Excerpt:
-- Start --

Panns -- Nearest Neighbors Search
If you do not have patience to read, you can either jump directly to the "Quick Start" section below for example code, or go to the How-To page in panns wiki.
Panns already "retired" and has been replaced by another much more advanced algorithm -- MRPT [code, paper]. For industrial use and better performance, please choose the following C++ implementation. The bindings to other languages and more features (such as automatic parameter tuning) will come soon.
MRPT is the fastest k-nn algorithms and possesses the most stable and consistent performance across various data sets. For a thorough comparison between MRPT and other approximate k-nn algorithms, please refer to Elias Jääsaari's excellent evaluation work, and his cool interactive plot.
panns stands for "Python Approximate Nearest Neighbor Search", which is an optimized python library for searching approximate k-nearest neighbors in very high dimensional spaces. E.g. one typical use in semantic web is finding the most relevant documents in a big text corpus. Currently, panns supports two distance metrics: Euclidean and Angular (consine). For angular similarity, the dataset need to be normalized. Using panns is straightforward, for example, the following code create two indices.
from panns import * p1 = PannsIndex(dimension, metric='angular') # index using cosine distance metric p2 = PannsIndex(dimension, metric='euclidean') # index using Euclidean distance metric ...
Technically speaking, panns is only a small function module in one of our ongoing projects - Kvasir Project. Kvasir project aims at exploring innovative ways of seamlessly integrating intelligent content provision and recommendation into the web browsing. Kvasir is turning into a more and more interesting project, and I am planning to release an official version by the end of this year. For the details of Kvasir project, please visit our project website.
The reason that I decided to release panns as a standalone package is simple. During the development of Kvasir, I realized it was actually very difficult to find an scalable tool on the Internet which can perform efficient k-NN search with satisfying accuracy in high dimensional spaces. High dimensionality in this context refers to those datasets having hundreds of features, which is already far beyond the capability of standard k-d tree. For the design philosophy, I do not intend to re-invent another super machine learning toolkit which includes everything. Instead, panns has a very clear focus and only tries to do one task well, namely the k-NN search with satisfying accuracy, performance and as small index as possible. It is also worth mentioning that there are many ways to do k-NN in practice. The choice on random projection is based on my consideration on both the ease of understanding (from teaching perspective) and the efficiency of the algorithm (from practical deployment perspective).

-- End --

Data provided:
-- Start --

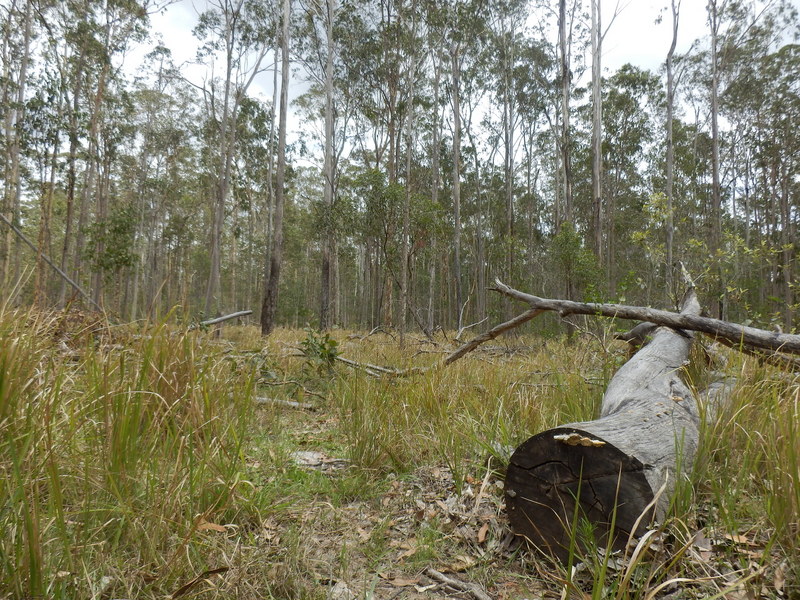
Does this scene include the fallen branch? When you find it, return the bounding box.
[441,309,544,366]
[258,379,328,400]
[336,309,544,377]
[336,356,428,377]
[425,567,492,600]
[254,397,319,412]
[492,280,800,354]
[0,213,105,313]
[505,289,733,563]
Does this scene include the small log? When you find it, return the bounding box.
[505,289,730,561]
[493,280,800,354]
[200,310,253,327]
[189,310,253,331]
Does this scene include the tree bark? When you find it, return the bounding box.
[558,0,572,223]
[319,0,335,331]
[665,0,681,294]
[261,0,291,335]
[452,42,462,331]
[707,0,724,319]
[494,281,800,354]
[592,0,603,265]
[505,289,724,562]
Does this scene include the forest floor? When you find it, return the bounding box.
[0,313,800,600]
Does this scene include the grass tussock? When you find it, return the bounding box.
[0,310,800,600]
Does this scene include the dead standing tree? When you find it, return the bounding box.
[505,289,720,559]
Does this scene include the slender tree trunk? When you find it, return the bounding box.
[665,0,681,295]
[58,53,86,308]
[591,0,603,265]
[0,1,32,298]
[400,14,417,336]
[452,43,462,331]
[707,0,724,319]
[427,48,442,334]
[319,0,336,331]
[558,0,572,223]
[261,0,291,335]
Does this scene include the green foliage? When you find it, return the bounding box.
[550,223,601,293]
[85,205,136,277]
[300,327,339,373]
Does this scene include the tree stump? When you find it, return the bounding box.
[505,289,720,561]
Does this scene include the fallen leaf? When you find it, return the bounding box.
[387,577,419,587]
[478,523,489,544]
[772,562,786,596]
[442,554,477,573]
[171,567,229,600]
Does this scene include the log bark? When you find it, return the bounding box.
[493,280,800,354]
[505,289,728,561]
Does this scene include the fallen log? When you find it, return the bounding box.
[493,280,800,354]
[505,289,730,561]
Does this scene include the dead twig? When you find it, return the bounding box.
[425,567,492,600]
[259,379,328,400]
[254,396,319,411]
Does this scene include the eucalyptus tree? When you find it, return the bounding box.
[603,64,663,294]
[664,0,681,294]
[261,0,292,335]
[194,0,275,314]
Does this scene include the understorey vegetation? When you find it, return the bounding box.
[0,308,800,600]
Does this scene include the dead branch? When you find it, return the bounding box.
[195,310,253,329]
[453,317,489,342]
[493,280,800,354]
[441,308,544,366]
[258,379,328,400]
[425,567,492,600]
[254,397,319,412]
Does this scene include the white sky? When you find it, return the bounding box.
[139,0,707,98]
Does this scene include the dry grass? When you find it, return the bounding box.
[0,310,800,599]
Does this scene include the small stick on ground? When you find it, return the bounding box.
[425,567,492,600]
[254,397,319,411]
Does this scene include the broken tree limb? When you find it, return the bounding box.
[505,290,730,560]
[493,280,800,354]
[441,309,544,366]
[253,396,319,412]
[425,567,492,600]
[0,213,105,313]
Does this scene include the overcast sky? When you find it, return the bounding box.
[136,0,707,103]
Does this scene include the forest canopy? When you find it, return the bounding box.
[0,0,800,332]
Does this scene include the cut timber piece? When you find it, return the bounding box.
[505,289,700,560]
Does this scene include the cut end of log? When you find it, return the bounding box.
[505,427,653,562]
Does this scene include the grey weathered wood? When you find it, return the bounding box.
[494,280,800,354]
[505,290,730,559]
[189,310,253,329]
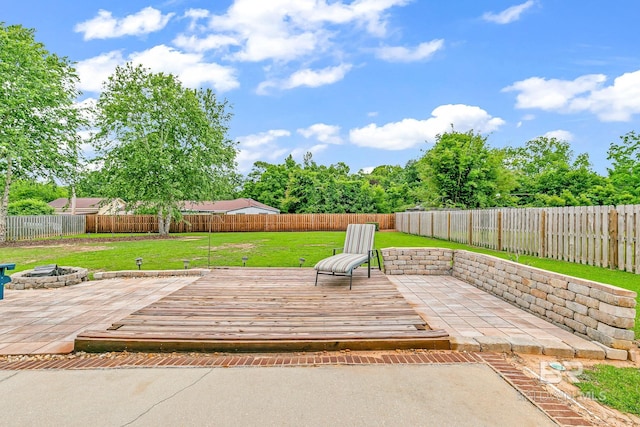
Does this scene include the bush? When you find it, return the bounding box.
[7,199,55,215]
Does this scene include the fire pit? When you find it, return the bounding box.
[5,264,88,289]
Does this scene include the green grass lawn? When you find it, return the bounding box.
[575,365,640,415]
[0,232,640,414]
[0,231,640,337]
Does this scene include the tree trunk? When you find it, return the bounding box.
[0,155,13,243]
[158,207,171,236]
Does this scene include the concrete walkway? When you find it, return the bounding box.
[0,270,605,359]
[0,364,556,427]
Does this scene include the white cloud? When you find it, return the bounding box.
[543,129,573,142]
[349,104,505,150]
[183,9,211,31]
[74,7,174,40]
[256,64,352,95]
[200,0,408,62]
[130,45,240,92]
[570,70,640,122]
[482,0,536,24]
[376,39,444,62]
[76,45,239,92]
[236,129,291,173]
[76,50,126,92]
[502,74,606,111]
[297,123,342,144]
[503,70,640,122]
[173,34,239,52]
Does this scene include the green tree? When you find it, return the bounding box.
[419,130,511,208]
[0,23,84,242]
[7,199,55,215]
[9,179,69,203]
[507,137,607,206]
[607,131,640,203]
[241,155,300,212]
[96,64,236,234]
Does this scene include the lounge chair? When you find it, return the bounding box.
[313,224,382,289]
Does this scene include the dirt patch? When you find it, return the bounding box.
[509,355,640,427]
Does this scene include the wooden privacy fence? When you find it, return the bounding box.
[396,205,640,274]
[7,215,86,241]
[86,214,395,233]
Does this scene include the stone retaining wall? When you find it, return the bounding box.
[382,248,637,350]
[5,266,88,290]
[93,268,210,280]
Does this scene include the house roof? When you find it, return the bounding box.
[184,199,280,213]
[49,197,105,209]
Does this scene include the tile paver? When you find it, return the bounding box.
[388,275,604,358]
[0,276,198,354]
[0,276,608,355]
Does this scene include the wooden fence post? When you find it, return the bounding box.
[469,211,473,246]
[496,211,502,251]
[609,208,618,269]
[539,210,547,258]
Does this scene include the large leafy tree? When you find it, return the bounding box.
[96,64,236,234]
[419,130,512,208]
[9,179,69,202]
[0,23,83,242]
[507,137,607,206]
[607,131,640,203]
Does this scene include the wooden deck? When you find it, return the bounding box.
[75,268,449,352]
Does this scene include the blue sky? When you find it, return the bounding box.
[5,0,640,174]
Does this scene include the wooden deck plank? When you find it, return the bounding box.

-- End --

Task description:
Quote the panns page word for word, starting with "MRPT is the" and going on through "cool interactive plot.". The rows play no part in this work.

Exercise answer:
MRPT is the fastest k-nn algorithms and possesses the most stable and consistent performance across various data sets. For a thorough comparison between MRPT and other approximate k-nn algorithms, please refer to Elias Jääsaari's excellent evaluation work, and his cool interactive plot.